* **Exercise**
Reproduce the data from its start through the line containing "87), (26, 89)]", both ends included, shifting every coordinate in the answers by adding 103 to each number and keeping every other line unchanged. Leave the pictures out.

______

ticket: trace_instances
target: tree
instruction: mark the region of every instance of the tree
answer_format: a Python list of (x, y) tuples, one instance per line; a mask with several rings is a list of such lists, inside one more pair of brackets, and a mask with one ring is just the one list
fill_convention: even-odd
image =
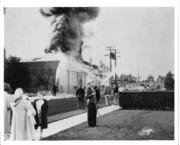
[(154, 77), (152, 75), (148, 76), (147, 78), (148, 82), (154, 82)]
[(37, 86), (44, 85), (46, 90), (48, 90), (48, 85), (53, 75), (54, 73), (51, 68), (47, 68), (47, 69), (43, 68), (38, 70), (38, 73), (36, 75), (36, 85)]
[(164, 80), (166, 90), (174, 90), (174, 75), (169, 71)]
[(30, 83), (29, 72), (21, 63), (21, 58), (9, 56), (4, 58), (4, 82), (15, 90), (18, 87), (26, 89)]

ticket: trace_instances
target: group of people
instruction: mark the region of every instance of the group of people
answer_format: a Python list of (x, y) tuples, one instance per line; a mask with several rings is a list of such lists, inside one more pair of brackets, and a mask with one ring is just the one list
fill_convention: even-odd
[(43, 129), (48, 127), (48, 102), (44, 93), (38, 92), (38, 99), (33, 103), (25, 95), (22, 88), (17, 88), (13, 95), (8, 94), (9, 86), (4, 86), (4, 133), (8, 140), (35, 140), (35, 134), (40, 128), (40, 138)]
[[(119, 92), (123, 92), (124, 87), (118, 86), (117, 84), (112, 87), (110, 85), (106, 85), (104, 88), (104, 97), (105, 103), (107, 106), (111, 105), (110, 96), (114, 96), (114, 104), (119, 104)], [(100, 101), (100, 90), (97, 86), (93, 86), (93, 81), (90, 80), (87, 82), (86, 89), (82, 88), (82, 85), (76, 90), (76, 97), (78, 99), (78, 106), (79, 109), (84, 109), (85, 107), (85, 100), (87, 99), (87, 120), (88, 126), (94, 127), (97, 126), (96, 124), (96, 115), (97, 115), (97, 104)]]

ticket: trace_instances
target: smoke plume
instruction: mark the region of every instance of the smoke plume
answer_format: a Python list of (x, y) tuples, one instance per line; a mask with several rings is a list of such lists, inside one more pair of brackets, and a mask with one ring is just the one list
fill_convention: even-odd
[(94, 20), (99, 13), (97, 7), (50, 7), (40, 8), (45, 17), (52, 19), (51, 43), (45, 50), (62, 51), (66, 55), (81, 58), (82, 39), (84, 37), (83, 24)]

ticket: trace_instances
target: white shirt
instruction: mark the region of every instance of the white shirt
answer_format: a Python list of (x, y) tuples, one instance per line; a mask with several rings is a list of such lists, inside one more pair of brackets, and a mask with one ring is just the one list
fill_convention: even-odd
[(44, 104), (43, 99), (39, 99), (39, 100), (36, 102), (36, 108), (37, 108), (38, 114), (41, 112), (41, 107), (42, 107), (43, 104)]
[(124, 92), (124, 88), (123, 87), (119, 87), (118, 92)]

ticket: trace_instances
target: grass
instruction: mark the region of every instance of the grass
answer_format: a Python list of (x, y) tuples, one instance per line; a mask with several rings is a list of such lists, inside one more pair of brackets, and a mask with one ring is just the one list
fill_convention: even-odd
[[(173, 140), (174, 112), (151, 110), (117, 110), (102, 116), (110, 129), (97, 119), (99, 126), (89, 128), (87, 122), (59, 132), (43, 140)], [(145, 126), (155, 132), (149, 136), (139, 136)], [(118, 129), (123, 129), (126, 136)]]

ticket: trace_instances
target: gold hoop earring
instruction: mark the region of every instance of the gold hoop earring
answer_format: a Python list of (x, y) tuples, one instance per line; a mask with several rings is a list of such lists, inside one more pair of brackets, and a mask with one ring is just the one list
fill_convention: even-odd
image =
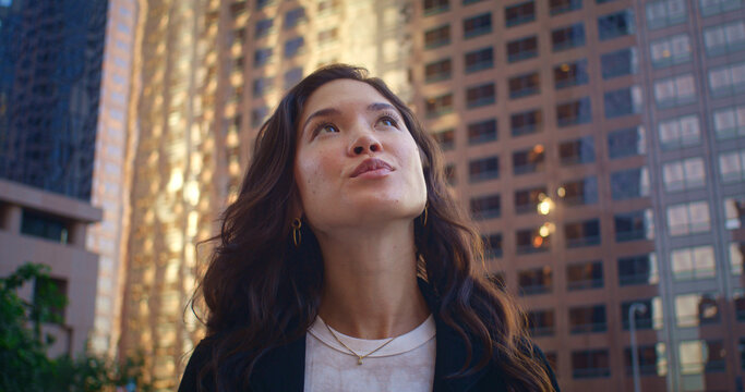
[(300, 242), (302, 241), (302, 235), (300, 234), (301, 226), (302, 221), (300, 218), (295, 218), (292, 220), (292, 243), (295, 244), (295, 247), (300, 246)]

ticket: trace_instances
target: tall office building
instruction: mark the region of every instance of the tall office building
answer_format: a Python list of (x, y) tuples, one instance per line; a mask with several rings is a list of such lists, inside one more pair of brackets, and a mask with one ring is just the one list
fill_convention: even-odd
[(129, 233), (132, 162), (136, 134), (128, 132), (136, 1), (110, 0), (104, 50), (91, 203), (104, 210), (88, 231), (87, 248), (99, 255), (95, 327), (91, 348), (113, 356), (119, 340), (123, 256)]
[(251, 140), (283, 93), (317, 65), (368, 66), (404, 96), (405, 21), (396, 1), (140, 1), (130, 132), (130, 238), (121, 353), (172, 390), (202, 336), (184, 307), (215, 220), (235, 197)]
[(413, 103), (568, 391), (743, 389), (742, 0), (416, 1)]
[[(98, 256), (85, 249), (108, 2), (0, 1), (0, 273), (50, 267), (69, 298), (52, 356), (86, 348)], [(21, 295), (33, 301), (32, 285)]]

______

* **Answer to the task**
ticket: trace_instances
target: tree
instruction: mark the region of every instance of the tree
answer_format: a Python list of (x, y) tuples, one instance per line; a mask with several rings is a list of such lists, inside one more pair of brackets, and a mask with one ring is just the one list
fill_convention: even-odd
image =
[(257, 180), (255, 178), (251, 179), (250, 181), (251, 185), (257, 185)]
[(140, 189), (147, 188), (149, 193), (151, 193), (151, 188), (156, 178), (157, 176), (154, 171), (150, 171), (150, 172), (146, 171), (141, 173), (141, 176), (139, 178), (139, 188)]
[(267, 183), (269, 193), (277, 193), (277, 178), (272, 174)]
[(133, 186), (132, 175), (124, 166), (124, 161), (112, 159), (107, 161), (107, 185), (118, 193), (121, 190), (129, 192)]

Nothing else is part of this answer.